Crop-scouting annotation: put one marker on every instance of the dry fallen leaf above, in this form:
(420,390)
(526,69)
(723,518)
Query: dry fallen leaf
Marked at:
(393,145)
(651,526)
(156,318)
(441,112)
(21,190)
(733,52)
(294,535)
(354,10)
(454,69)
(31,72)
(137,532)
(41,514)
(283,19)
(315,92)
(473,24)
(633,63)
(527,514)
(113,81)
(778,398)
####################
Pull out each line above that contains the word "fallen". Case matters.

Crop-scouting annotation: put one marker on every instance of the dry fallen leaf above, in this form:
Query: dry fallen leaf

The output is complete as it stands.